→ **Consigne**: Peux-tu réécrire l'ensemble des données en substituant « juniper bush » à « sagebrush shrub », sans rien modifier d'autre ?

→ **Données**:

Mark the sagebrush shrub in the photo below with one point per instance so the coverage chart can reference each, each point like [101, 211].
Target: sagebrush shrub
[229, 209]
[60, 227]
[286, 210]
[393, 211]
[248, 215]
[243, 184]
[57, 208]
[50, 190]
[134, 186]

→ **Réponse**:
Mark the juniper bush in the photo below with one point per instance so the coverage chart can reference each, each point like [101, 211].
Target: juniper bush
[229, 209]
[60, 227]
[286, 210]
[393, 211]
[248, 215]
[243, 184]
[57, 208]
[50, 190]
[134, 186]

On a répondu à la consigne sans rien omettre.